辛いことばかりだけれど
今日、むすびめの院長先生より返信がありました。要約すると「力になれない」ということでした。患者の生活に根差した診療が基本方針とのことですが、てんかんは専門外でそれを診る機械すらないという状態でした。
本当はガックリきていますが、丁寧な御説明をいただいたので、こちらとしては何も言うことはありません。発達障害当事者の心の闇に光を当てようとする医者がいるとわかっただけでも、俺は安心できました。今の主治医には引き続きお世話になるので、それを次の診察日に伝えようかと思います。
発達障碍者がこうむる様々な被害
近年、発達障害というものがクローズアップされて以来、当事者の受け皿を標榜する施設が増えてきたように感じます。
今月1日のJDDネット年次大会では、むすびめ院長先生をはじめ、他施設に勤めるPSWの方などが発達障碍者の厳しい現状を語っていました。
本人の意思を無視して、家族と医者で生命保険等用にカルテを作成してしまい、それが独り歩きしてしまっているという事態も発生しているわけです。
さらに、今まで統合失調症と診断され、蓋を空けてみれば発達障碍者だったという事実にパニックになって二次障害で入院してしまったという事例もあります。
確かに統合失調症の陽性型の症状と、発達障碍者が持つ多動性などは共通する部分はあるのかもしれないし、診断は難しいともよく聞きます。何年も統合失調症用の薬を飲んでいるけれども、なかなか効かないというのが典型的な例です。

* 作業指示: 上に示した発達障害をめぐる文章を、最後の文の後から書き継いでください。

* 提示情報:
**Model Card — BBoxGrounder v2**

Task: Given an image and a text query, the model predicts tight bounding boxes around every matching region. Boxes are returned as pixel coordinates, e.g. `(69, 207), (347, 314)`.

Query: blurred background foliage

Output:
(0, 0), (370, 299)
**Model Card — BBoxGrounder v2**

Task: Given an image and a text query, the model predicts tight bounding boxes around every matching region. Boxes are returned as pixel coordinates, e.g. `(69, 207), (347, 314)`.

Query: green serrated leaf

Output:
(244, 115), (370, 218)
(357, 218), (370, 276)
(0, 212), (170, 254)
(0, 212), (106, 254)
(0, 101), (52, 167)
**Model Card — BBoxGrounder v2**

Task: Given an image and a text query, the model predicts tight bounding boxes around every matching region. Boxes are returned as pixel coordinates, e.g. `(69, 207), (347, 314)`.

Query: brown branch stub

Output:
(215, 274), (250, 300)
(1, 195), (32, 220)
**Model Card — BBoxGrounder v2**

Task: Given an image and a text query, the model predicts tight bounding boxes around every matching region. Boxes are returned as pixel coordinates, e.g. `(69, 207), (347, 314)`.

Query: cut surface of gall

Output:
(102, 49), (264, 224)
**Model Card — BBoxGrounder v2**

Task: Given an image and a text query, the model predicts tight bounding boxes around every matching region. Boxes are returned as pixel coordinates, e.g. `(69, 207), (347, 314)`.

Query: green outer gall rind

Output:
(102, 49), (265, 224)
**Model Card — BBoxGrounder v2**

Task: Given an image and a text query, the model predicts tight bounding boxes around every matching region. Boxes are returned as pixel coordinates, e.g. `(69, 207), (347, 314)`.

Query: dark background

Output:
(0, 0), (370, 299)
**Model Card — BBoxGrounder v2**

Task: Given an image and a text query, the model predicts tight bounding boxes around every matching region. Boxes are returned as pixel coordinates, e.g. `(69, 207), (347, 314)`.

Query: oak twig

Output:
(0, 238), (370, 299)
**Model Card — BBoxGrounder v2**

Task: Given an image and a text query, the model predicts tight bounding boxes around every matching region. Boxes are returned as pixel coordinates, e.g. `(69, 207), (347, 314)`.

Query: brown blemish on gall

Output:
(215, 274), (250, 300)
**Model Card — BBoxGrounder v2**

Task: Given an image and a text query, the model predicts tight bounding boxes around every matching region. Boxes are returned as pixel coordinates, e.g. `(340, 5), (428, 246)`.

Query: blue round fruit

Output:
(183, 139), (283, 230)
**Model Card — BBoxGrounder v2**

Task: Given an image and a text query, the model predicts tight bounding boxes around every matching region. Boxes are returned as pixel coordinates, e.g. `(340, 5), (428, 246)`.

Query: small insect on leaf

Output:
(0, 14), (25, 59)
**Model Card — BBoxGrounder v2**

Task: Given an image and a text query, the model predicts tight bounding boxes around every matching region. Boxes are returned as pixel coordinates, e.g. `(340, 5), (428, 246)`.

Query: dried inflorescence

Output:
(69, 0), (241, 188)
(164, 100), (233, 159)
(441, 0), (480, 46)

* 演習結果:
この事実は、当事者である元東京大学の片岡氏も指摘していることです。彼もまた今まで統合失調症と誤診され、後にアスペルガー症候群と診断がつけられました。
発達障害の早期発見・療育が叫ばれる中で、先に説明した事態は実に危ういものだと思います。一歩間違えれば、誤診されたり、カルテが独り歩きした状態で、発達障害から生じる問題解決の経験値が溜まらないまま成人する恐れがあり得ます。
人間は同じ失敗を繰り返して成長する生き物だと、伊集院静さんは言いましたが、医学の失敗で苦しむ被害者の救済も忘れずに行ってほしいと切に願います。それが政府や医療関係者が唯一できる謝罪ではないでしょうか。
発達障碍者手帳を作れとはいいません。しかし、精神障碍者の雇用を義務付けるのなら、発達障碍者もなぜ義務付けないと疑問に思うのです。